*Exercise material*.
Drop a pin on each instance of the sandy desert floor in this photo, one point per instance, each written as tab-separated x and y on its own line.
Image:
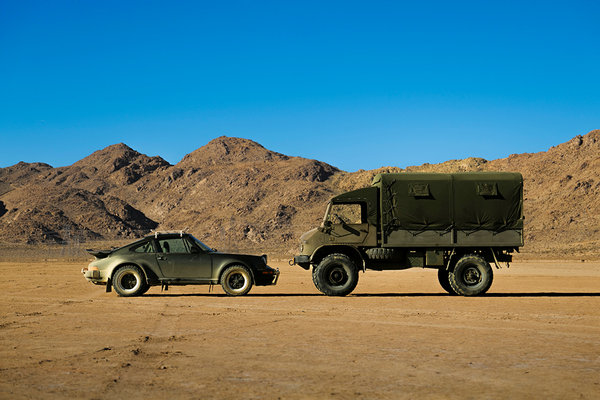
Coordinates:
535	335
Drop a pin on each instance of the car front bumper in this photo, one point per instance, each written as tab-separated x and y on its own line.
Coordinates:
93	275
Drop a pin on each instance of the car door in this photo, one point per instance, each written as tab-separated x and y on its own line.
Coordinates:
178	258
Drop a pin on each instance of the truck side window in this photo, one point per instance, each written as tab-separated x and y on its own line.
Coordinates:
350	213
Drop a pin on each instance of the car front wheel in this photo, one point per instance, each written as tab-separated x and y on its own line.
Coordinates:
236	280
129	281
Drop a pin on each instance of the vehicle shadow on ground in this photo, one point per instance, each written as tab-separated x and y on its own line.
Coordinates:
524	294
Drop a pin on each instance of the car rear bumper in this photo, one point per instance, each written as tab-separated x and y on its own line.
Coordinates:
302	260
267	277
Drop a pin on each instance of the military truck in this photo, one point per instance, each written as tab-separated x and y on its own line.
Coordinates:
457	223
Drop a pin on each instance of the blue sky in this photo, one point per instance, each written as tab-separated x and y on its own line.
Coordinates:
355	84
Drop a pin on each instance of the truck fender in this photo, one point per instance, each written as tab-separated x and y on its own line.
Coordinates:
325	250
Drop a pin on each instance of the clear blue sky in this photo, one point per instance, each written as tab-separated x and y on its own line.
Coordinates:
355	84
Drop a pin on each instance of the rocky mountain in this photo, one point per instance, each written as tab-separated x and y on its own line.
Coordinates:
234	193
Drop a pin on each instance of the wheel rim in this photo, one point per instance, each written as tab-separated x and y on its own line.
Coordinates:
472	276
337	276
236	281
129	281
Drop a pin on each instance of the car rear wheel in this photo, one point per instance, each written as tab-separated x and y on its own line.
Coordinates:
236	280
129	281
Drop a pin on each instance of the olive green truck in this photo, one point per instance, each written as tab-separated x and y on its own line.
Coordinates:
457	223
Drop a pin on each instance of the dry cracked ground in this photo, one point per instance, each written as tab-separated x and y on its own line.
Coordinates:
535	335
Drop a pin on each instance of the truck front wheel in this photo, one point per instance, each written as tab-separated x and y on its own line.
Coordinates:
444	279
336	275
472	276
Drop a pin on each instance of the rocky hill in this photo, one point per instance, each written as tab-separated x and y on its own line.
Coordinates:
237	194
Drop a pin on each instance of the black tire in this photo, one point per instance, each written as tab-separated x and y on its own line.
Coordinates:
444	279
336	275
472	276
129	281
236	280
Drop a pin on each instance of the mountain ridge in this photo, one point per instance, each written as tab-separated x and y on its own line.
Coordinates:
233	191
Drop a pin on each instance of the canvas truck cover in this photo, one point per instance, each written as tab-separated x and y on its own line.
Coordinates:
447	209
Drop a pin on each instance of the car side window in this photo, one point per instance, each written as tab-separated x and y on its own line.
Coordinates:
193	247
175	245
144	248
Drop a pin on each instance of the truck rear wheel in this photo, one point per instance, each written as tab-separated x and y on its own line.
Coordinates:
472	276
336	275
444	279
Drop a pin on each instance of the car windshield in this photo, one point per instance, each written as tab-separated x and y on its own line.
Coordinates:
201	245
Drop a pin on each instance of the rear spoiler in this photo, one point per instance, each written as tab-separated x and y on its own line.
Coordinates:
99	253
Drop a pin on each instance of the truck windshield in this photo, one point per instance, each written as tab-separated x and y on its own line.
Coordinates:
326	216
347	213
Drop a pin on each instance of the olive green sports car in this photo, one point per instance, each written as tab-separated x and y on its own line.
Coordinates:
176	259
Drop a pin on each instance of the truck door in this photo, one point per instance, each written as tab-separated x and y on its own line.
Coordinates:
178	258
348	223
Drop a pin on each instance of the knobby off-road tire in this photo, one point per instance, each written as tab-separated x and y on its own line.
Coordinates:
471	276
236	280
336	275
129	281
444	279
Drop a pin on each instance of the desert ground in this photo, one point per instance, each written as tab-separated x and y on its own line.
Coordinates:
399	336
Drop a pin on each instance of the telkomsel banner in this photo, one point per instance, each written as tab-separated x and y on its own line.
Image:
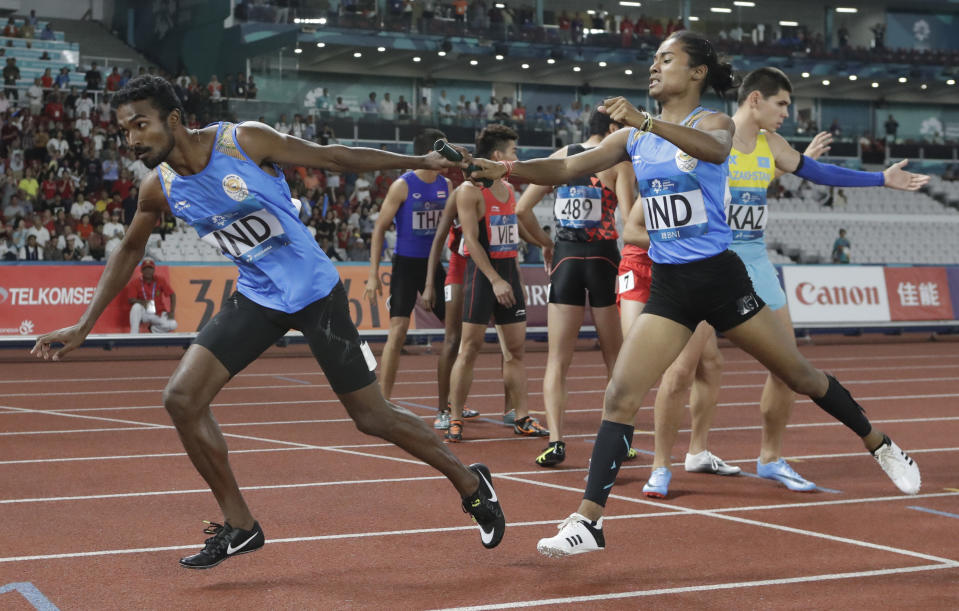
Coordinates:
39	298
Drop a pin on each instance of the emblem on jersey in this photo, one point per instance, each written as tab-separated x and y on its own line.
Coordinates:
685	163
235	187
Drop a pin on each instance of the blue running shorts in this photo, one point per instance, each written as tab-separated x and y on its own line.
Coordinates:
761	272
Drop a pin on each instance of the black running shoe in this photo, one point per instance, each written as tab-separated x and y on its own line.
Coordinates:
484	507
225	542
554	454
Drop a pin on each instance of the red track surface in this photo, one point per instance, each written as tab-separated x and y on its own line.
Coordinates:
98	500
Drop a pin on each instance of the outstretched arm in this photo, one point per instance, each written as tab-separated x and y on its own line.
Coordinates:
555	171
710	141
115	276
817	147
893	177
264	144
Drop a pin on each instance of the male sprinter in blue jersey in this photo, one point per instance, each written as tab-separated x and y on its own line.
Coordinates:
415	201
224	180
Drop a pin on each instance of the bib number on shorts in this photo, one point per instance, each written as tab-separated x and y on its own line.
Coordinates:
368	355
578	207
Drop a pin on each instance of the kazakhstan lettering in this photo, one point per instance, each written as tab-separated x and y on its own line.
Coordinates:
737	175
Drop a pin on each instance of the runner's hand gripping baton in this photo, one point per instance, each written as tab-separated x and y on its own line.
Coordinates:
443	148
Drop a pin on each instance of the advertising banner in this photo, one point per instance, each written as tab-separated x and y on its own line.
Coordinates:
40	298
918	293
37	299
836	293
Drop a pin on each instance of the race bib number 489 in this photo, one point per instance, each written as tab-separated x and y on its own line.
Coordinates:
578	207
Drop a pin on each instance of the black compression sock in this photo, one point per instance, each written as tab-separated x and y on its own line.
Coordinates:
612	445
838	403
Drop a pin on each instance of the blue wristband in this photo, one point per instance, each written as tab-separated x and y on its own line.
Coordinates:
836	176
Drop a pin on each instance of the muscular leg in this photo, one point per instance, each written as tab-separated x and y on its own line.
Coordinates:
629	311
197	379
672	393
705	392
610	334
769	341
461	377
652	344
451	344
563	323
776	404
376	416
514	368
391	352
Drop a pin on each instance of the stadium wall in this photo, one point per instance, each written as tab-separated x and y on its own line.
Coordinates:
37	298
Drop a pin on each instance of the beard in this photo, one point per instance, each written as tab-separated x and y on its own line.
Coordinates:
152	161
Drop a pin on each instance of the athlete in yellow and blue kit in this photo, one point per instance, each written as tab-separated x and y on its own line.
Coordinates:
757	156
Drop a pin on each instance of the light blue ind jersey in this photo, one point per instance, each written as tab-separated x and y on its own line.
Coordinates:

*Directions for this task*. Retype each record exactly as it stands, but do not include the pictures.

*Full answer*.
Drop a pin on each instance of the sandy desert floor in this photo, one point per instance, each written as tab-separated x and y on its own line.
Image:
Coordinates:
535	335
Drop a pin on each instance of the car front bumper in this photo, one point per instance, each written as tab-separated x and y on its own line.
Coordinates:
93	275
Drop a pin on each instance of the car door in this photo, one point per instance, each written as tab-separated x and y on its own line.
Coordinates:
178	258
Drop a pin on each instance of the truck side window in this photo, one point per instance, each written as tab-separated x and y on its own line.
Coordinates:
350	213
Drop a pin on each instance of the car front wheel in this photo, one point per instance, each written as tab-separated x and y on its own line.
Coordinates:
236	280
129	281
Drop a pin on each instance of the vehicle shadow on ground in this photo, one point per instance, each written as tab-separated x and y on its own line.
Coordinates:
524	294
Drop a pin on each instance of the car rear bumper in this photo, one point per instance, each written as tab-separated x and y on its own line.
Coordinates:
302	260
267	277
Drop a pin on each instance of the military truck in this photo, one point per instance, each written as tab-separated x and y on its own line.
Coordinates:
457	223
Drop a pin on each instance of the blue sky in this photo, one point per instance, each written as tab-separated x and y on its own line.
Coordinates:
355	84
Drop a pin on each instance of the truck fender in this photo, one point per instance, each written as tab-separated x and y on its own line.
Coordinates:
325	250
Drop a pin on each instance of the clear blue sky in this photo, one point per instance, each written as tab-separated x and y on its own line.
Coordinates:
355	84
Drop a pin on each instance of the rocky mountain in this photo, one point per instance, each written as tab-separated x and y on its own line.
Coordinates:
234	193
Drop a pin on each instance of the wheel rim in this photo, one point per instance, each written as tab-separated x and y on its own line.
Coordinates:
472	276
337	276
236	281
129	281
Drop a pin on each instance of the car rear wheel in this photo, one point per instance, each written as tab-separated x and y on its own line.
Coordinates:
236	280
129	281
Drop a pin on each instance of the olive green truck in this photo, one point per instance, each written as tab-separated x and y on its own line.
Coordinates:
457	223
Drop a pin on each instance of the dry cracked ground in this photo, one point per instance, each written as tab-separated x and y on its own line.
Coordinates:
535	335
Drop a pin on each instance of the truck front wheel in this photo, one point per instance, each written as tab-separated x and y on its own line.
Coordinates:
444	279
336	275
472	276
Drop a pin on each instance of the rocky hill in this photo, one point per instance, each written as tab-separated x and y on its own line.
Coordinates:
237	194
Drop a pin on each instance of the black tire in this photo, one point per instance, each written as tab-separated x and y on its own line.
Coordinates:
444	279
336	275
472	276
129	281
236	280
Drop a pin on each instance of the mountain ridge in this photo, one point per instance, each written as tab-separated x and y on its own line.
Coordinates:
233	191
Drop a pin on each instance of the canvas truck cover in this photo, one point per instance, each written as tab-separated x and y on its own line.
Coordinates:
447	209
Drop a pin on each instance of the car side window in this photo, one point per instance, each written as tab-separated x and y on its own line.
Coordinates:
193	247
175	245
144	248
Drop a pin on each instance of the truck rear wheel in this photo, one point per instance, each written as tab-separated x and y on its own line.
Coordinates:
472	276
336	275
444	279
Drop a pin on each instance of the car windshield in this photo, one point per instance, each written as tab-separated x and y on its own line.
Coordinates:
201	245
Drop a pin on each instance of the rear spoiler in this photo, one point per instance, each written as tab-separated x and y on its own line.
Coordinates:
99	253
Drop a pin on each instance of the truck windshield in this photo, one point per instance, each written as tab-separated x and y on its own line.
Coordinates:
326	216
347	213
Drop a pin on each instance of the olive green sports car in this photo, one point per instance, each written as tab-separated x and y on its own line.
Coordinates:
176	259
Drop a pin on each instance of the truck door in this photo, one point per instance, each written as tab-separated x and y on its own line.
Coordinates:
178	258
348	223
Drop a pin on each instance of the knobby off-road tire in this photo, one point per instance, each written as tab-separated x and y on its own line.
Coordinates:
471	276
236	280
336	275
129	281
444	279
Drop a pin on each instance of the desert ground in this photo, one point per instance, each written as tab-separated x and y on its own line.
Coordinates:
399	336
Drop a pin on each instance of the telkomsel banner in this photo, one point per instance, each written as tab-separated x and y on its own line.
Image:
Coordinates:
39	298
Drop a pin on each instance of the emblem on jersey in this photo, one point per instance, each written as tab-separated x and y on its own line.
Coordinates:
685	163
235	187
Drop a pin on each instance of the blue running shorts in this photo, one point per instance, each written as tab-separated x and y on its own line.
Coordinates:
761	272
Drop a pin on each instance of the black running shoe in this photo, one point per instance, each written as tab-separated x and y on its own line.
Coordinates:
484	507
225	542
554	454
Drop a pin on each instance of the red track surface in this photo, one point per instance, each written as tab-separated x and y on its own line.
Coordinates:
98	500
Drop a pin on each instance of the outstretched arm in this photo, one point per instance, each written as tab-separated x and y on its own line.
Coordinates:
555	171
710	141
115	276
817	147
893	177
264	144
Drop a pin on each instance of the male sprinter in blue jersey in this photo, one point per instance, each written as tab-separated x and y on its own line.
Coordinates:
415	201
224	180
Drop a pin on each instance of the bib number on shorts in this photo, one point per instance, each written as tab-separated x and y on its own line.
Coordinates:
368	355
578	207
Drop a pin on each instance of the kazakhstan lettering in this photo, one point per instance, each written as tab-separated x and y on its own line.
Coordinates:
737	175
Drop a pin on each instance of the runner's hand gripping baton in this photo, one point per instance, each written as tab-separated x and y on its own line.
Coordinates:
443	148
Drop a pin on each instance of the advertising banner in this photo, one point per instance, each written as tab-separated x and y on its own line.
Coordinates:
40	298
918	293
37	299
836	293
Drop a pin on each instance of the race bib number 489 in this photo, one point per instance, each written as tab-separated x and y on its own line.
Coordinates:
578	207
Drop a pin on each instance of the black compression sock in this photo, one point per instance, each written as tab-separated x and y on its own line.
Coordinates:
612	445
838	403
Drop a pin on each instance of the blue wristband in this photo, one point per instance, each written as tab-separated x and y on its own line.
Coordinates:
836	176
Drop a pin on each instance of the muscular leg in this photo, one point per instance, each written as tab-separated x and y on its own line.
Coordinates:
629	311
197	379
672	393
705	392
610	334
769	341
461	377
652	344
451	344
563	323
776	404
376	416
514	368
391	352
Drop a pin on each instance of the stadium wall in this photo, one point per instance, each written as tab-separated x and y on its own line.
Coordinates:
37	298
Drop a pin on each instance of the beard in this photo, one point per instance, each written as tab-separated x and y on its own line.
Coordinates:
152	161
Drop a pin on each instance of the athlete in yellow and blue kit in this photo, one point per instance, each written as tab-separated x and y on its own line.
Coordinates:
757	156
Drop a pin on each instance of the light blue ind jersey in this photo, one point per instance, each written as tab-separated x and y on its own line.
Coordinates:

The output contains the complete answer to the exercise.